## WHAT YOU HAVE TO DO:
Copy the lines from the one containing "In this picture, where can the pink phone" through the end of the material, replacing "hind leg" with "rear leg" and changing nothing else.
* begin SUPPLIED RECORDS *
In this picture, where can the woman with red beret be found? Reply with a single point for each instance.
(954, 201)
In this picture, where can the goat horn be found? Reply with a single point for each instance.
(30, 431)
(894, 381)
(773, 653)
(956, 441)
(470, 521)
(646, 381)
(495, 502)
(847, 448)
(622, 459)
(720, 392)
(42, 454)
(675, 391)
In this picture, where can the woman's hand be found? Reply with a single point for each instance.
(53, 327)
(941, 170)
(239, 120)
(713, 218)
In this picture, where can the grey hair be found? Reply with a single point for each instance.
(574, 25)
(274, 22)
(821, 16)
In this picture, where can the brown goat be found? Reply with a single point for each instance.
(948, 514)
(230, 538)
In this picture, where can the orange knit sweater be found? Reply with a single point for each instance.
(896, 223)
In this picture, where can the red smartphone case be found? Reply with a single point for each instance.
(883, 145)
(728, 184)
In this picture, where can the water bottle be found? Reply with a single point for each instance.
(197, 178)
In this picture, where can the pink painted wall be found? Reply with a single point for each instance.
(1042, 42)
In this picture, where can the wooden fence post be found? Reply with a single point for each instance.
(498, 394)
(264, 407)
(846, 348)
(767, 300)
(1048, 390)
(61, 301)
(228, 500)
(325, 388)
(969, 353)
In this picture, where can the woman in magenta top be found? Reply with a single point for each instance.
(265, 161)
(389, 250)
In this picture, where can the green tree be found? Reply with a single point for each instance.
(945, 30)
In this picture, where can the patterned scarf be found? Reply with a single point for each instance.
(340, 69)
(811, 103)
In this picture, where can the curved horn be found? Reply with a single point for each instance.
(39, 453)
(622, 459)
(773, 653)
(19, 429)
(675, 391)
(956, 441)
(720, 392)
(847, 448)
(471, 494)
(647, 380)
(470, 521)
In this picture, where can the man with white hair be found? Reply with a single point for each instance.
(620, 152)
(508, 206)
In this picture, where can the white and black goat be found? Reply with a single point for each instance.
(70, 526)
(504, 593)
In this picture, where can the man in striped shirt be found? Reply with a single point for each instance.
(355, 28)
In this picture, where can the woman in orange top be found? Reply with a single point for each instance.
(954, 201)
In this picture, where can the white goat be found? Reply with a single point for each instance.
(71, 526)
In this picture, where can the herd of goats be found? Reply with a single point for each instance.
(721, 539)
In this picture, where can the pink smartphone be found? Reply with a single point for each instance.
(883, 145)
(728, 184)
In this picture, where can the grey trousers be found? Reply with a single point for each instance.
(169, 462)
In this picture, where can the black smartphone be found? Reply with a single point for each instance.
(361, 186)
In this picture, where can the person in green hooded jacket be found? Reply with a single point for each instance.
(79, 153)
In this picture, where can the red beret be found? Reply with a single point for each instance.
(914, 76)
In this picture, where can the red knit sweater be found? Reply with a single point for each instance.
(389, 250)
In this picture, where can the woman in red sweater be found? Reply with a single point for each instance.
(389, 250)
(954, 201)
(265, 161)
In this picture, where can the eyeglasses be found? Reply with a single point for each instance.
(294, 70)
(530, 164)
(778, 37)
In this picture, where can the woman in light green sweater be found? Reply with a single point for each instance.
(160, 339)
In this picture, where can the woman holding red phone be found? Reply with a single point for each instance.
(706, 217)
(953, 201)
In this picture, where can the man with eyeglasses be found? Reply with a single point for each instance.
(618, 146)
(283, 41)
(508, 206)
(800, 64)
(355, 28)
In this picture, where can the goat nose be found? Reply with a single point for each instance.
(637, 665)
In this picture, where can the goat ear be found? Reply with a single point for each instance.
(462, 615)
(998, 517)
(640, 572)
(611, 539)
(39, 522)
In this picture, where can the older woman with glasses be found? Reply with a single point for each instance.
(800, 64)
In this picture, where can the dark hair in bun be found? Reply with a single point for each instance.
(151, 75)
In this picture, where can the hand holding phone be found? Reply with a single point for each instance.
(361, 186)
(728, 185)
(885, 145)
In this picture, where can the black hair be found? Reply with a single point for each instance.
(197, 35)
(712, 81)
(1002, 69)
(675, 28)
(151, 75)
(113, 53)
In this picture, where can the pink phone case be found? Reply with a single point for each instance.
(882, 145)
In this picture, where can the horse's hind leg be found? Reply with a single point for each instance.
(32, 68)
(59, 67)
* end SUPPLIED RECORDS *
## EXERCISE RESULT:
In this picture, where can the pink phone case be found? Reply with a single point for each instance.
(882, 145)
In this picture, where can the horse's rear leg be found? Reply with a single point for each instance.
(32, 68)
(59, 67)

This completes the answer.